Assigned task
Find and copy each line of the data that includes "jacket".

Information provided
/---
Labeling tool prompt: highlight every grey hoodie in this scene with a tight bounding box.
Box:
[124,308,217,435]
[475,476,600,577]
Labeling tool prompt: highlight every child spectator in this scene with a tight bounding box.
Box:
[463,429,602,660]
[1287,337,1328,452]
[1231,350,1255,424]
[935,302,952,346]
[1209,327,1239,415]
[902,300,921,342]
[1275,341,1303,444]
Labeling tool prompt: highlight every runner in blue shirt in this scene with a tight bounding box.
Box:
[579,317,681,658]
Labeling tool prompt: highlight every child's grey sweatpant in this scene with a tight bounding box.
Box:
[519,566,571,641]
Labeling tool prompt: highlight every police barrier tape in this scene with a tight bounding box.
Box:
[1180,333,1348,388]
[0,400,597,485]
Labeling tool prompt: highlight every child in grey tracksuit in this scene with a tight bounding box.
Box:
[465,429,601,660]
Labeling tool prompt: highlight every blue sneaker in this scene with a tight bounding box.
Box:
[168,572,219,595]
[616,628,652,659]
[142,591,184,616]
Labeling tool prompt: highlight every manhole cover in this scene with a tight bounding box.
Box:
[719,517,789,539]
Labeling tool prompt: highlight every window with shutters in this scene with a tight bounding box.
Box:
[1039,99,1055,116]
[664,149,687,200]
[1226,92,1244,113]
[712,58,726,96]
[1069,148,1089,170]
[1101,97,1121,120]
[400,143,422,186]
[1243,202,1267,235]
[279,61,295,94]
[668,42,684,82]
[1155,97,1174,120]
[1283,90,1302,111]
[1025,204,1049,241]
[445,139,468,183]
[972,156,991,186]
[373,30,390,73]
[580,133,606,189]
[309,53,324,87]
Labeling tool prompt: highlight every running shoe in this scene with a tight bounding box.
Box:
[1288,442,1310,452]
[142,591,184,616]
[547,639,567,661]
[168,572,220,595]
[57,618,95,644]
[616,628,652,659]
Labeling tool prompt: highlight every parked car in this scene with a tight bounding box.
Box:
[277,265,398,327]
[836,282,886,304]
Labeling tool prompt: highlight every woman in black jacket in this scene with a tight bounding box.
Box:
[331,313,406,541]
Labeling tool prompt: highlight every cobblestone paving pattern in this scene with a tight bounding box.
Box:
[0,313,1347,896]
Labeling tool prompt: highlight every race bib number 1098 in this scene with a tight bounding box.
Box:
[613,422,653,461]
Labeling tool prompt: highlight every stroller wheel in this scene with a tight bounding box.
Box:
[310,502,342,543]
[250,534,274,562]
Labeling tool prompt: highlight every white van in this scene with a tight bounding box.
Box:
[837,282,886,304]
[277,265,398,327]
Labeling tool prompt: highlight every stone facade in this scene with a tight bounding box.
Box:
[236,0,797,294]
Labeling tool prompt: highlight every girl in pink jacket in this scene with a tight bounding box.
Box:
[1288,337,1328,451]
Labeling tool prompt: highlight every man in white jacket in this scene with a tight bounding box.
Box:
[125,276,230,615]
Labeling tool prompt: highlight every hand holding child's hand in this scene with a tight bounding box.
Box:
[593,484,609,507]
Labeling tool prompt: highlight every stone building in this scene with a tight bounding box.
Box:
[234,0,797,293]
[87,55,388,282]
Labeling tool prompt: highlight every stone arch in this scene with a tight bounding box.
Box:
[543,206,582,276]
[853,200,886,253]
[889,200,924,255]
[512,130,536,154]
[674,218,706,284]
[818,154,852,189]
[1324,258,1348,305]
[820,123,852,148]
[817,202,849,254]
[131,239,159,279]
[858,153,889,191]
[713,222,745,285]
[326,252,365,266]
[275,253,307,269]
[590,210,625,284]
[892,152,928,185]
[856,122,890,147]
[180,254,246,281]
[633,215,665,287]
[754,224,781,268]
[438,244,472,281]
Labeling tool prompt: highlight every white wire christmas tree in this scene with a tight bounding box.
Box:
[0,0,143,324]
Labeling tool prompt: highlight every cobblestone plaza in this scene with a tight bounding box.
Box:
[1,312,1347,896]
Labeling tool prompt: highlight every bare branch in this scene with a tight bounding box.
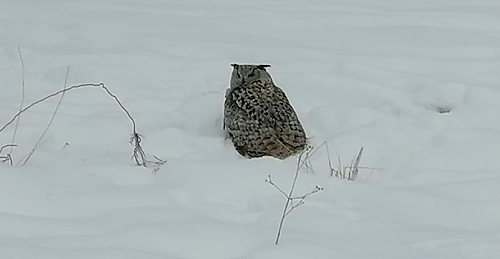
\---
Result for this task
Labeling tool prompt: highlight every woman in black jacket in this scene with a tight bounding box.
Labeling tool prompt: highlight every girl in pink jacket in this scene with a tight bounding box.
Labeling tool prompt: highlight every man in white jacket in this scene with a tight bounding box.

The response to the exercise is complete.